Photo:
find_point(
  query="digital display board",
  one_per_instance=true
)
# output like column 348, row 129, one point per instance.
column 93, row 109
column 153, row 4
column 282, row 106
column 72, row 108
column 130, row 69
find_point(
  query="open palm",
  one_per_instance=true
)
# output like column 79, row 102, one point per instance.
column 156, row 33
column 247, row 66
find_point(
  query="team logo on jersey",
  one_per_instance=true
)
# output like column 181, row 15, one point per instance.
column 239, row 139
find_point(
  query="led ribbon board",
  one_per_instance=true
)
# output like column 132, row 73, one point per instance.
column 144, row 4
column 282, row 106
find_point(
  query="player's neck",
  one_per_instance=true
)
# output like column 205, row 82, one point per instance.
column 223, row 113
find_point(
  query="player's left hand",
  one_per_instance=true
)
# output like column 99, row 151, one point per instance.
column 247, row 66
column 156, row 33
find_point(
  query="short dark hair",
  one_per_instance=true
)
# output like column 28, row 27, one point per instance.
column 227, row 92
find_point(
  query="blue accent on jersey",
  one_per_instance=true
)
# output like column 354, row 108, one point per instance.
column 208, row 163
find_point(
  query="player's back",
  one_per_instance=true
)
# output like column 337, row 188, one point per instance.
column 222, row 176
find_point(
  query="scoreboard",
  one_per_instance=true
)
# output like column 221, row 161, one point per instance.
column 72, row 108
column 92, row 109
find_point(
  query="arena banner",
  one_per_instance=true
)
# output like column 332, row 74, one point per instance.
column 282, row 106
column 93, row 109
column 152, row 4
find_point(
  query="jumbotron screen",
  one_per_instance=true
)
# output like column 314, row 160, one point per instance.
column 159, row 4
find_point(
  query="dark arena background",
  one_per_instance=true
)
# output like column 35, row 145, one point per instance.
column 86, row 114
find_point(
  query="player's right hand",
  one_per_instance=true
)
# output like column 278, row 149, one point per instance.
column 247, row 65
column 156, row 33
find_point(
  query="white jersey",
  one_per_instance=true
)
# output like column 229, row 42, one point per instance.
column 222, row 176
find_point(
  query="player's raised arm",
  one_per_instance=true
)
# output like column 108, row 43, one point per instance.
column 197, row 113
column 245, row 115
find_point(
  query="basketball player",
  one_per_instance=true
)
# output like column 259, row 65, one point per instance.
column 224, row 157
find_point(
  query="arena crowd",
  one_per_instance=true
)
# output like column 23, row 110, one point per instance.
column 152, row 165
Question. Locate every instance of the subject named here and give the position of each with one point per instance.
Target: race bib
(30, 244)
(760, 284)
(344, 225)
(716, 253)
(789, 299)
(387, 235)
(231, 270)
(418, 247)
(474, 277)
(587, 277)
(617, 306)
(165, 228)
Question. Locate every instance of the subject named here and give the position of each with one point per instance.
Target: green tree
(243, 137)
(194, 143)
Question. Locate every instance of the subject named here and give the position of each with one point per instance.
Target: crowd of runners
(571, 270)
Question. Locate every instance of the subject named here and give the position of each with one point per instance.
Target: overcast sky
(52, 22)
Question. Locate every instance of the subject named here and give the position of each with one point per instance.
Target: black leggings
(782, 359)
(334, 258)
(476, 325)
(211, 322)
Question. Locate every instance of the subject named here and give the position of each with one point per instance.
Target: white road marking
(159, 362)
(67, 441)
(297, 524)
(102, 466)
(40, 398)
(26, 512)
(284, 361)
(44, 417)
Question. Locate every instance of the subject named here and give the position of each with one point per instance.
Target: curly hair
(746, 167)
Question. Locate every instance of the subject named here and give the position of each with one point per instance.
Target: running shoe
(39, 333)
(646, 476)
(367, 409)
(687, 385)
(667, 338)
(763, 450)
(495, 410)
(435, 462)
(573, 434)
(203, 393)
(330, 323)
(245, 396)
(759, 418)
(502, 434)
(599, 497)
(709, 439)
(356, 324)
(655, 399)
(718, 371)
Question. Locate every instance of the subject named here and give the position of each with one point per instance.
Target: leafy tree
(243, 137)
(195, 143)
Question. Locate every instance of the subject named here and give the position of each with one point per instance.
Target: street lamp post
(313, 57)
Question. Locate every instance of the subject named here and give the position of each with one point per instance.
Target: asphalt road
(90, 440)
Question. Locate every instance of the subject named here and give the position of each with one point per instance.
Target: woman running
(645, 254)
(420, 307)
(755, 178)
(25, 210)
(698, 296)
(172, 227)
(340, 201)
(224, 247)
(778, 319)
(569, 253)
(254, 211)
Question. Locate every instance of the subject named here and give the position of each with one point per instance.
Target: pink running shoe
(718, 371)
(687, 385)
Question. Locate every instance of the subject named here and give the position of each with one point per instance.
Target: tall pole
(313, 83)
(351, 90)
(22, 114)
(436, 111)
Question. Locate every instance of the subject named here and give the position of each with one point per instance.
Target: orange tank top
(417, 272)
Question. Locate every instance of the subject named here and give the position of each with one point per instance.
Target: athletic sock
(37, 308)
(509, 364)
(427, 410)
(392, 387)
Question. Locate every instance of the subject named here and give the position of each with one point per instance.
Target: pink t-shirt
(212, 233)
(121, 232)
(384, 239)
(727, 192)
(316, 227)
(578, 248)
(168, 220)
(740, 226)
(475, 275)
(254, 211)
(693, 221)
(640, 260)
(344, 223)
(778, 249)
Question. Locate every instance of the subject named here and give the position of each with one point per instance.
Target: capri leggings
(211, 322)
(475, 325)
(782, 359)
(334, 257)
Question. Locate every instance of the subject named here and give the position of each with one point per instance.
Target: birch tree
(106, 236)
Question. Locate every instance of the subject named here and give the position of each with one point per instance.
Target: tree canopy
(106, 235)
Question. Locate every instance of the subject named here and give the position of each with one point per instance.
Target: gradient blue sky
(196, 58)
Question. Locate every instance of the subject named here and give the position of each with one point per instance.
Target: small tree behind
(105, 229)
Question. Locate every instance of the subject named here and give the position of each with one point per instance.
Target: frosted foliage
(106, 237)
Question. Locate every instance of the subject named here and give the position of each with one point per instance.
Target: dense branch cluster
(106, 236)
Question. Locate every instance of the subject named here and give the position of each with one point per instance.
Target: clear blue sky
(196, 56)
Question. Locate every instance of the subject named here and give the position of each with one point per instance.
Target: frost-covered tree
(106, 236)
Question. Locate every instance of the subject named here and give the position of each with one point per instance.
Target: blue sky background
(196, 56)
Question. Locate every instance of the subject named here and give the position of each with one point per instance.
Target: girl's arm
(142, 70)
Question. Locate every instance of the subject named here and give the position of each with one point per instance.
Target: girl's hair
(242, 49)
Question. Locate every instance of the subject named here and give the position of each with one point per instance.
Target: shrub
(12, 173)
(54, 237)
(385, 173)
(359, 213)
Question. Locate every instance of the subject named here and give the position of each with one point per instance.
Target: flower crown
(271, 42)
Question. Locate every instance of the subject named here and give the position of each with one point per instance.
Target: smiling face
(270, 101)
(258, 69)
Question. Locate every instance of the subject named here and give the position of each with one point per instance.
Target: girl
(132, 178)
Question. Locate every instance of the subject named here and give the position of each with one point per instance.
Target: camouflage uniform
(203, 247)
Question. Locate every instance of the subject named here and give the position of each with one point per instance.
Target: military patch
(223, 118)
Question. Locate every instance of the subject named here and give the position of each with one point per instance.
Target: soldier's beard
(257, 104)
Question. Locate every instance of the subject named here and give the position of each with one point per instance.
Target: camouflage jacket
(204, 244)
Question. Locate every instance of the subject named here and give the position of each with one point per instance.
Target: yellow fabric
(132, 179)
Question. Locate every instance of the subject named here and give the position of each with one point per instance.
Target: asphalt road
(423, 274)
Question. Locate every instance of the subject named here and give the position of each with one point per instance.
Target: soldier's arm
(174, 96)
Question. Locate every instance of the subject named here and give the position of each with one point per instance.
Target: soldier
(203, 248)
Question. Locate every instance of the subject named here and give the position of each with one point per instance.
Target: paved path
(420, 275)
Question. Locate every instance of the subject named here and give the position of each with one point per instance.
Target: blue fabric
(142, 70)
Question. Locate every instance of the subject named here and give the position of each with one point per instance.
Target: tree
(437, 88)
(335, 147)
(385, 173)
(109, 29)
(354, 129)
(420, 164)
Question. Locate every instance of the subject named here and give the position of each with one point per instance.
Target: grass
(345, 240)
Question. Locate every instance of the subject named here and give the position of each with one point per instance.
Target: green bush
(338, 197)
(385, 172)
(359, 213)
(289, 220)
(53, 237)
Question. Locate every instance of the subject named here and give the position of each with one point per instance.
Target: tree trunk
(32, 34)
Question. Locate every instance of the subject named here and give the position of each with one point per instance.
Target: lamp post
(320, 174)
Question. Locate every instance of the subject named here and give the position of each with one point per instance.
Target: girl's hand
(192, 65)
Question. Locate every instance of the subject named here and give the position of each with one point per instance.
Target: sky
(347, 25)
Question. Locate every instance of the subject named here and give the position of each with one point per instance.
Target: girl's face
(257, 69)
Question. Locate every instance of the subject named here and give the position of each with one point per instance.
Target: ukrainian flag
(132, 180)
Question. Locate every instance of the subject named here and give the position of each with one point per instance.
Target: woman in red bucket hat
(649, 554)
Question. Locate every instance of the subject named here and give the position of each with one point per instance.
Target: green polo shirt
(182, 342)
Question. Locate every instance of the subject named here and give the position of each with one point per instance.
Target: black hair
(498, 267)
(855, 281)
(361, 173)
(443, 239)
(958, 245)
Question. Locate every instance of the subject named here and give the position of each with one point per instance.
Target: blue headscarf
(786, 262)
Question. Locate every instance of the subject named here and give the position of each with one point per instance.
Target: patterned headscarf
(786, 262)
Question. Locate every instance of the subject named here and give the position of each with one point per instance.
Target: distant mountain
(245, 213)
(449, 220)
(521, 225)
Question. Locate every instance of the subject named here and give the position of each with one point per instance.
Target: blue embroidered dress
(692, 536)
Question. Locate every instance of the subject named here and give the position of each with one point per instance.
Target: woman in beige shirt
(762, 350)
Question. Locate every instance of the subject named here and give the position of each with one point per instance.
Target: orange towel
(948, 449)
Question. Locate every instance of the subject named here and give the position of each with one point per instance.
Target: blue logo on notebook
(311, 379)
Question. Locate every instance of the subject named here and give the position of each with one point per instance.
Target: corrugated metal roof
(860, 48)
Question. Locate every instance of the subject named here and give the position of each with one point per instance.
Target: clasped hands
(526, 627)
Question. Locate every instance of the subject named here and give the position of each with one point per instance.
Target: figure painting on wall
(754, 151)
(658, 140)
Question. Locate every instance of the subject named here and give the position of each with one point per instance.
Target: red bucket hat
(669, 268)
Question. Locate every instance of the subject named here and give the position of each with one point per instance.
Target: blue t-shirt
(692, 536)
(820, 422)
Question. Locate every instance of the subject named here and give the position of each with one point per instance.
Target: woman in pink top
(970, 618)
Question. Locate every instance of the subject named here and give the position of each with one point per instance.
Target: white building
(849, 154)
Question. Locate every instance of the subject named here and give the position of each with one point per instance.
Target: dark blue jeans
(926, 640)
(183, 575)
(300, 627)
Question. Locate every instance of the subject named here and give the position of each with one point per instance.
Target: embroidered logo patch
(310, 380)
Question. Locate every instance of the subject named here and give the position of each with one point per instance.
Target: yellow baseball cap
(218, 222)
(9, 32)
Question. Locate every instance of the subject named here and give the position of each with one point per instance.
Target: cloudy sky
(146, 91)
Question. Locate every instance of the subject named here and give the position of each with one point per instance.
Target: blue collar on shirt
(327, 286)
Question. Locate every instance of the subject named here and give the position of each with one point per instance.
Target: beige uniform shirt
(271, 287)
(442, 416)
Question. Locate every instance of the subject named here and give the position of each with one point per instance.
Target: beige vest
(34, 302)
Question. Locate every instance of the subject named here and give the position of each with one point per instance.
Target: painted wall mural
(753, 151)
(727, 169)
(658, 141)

-=-=-

» About this task: Where a line in the listing above includes the string "arena", copy that line.

» Answer below:
  query="arena banner",
  query="dark arena background",
  query="arena crowd",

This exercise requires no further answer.